### To do
Reproduce the passage of the Highmark Health article from "Highmark Health pushes" to "costly and unsustainable.", word for word.

Highmark Health pushes to speed up healthcare tech adoption
In healthcare, time is of the essence. According to Highmark Health, it currently takes 20 to 25 years to bring a new therapy to patients within a healthcare system—a delay that is costly and unsustainable.
To address that issue, the Pittsburgh-based Highmark has created VITAL, a program designed to accelerate the adoption of new technologies that have received regulatory approval but are not yet covered by most commercial insurance companies.
“Technologies that have received regulatory approval from the FDA often lack sufficient scientific data to convince commercial insurers to pay for them,” the company says. “Without support from commercial payers, it is difficult for new innovations to influence the practice of medicine.”
Highmark Health wants to influence this process through its position as the country’s third-largest integrated healthcare delivery and financing system. It describes VITAL as “the missing link between FDA approval of an innovative technology and its full reimbursement.”
Highmark Health outlined the following program goals as:
- Affording patients access to safe new technologies without undue financial burden
- Obtaining information on the impact of new technologies to inform insurance medical policy decisions
- Providing clinicians early access to novel technologies
- Providing vendors the opportunity to prove the benefits of their innovations to patients, providers, and payers.

Dataset items:
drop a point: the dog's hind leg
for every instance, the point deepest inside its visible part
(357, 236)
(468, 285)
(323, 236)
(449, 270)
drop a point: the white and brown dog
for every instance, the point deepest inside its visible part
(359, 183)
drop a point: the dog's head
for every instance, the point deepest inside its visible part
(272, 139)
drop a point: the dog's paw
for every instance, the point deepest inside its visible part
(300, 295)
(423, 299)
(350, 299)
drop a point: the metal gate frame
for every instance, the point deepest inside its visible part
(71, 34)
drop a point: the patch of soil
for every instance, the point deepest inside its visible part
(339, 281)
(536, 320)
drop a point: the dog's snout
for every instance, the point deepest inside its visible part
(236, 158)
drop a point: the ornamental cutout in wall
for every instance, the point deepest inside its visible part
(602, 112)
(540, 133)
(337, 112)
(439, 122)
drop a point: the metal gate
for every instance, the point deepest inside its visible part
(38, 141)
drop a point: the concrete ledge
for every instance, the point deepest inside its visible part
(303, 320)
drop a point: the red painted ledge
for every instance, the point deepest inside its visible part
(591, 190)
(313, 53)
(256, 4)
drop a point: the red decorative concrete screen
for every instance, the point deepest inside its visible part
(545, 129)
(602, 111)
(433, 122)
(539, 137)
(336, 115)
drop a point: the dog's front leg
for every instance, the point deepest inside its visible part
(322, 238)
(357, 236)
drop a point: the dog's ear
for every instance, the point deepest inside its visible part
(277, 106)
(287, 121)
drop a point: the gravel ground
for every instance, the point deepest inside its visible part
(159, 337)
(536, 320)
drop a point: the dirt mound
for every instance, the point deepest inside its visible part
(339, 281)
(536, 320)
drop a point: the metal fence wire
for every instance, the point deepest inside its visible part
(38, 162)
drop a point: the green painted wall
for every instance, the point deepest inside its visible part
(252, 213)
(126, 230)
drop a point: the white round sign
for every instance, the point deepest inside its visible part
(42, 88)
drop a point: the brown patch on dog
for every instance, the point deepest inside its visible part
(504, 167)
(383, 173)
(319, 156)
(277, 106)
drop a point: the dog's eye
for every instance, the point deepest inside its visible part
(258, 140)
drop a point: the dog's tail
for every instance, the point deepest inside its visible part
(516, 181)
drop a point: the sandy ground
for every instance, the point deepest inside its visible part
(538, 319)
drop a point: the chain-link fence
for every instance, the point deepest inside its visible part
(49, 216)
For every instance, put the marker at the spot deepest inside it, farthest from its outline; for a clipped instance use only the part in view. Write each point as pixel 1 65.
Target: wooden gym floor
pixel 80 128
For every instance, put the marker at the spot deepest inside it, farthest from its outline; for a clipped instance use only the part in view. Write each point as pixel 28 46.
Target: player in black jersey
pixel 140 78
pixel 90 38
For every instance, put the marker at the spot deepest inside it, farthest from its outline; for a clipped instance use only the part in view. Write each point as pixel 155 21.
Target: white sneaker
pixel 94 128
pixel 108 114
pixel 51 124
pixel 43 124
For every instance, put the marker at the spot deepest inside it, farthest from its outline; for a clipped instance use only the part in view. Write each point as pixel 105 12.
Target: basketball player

### Reply
Highmark Health pushes to speed up healthcare tech adoption
In healthcare, time is of the essence. According to Highmark Health, it currently takes 20 to 25 years to bring a new therapy to patients within a healthcare system—a delay that is costly and unsustainable.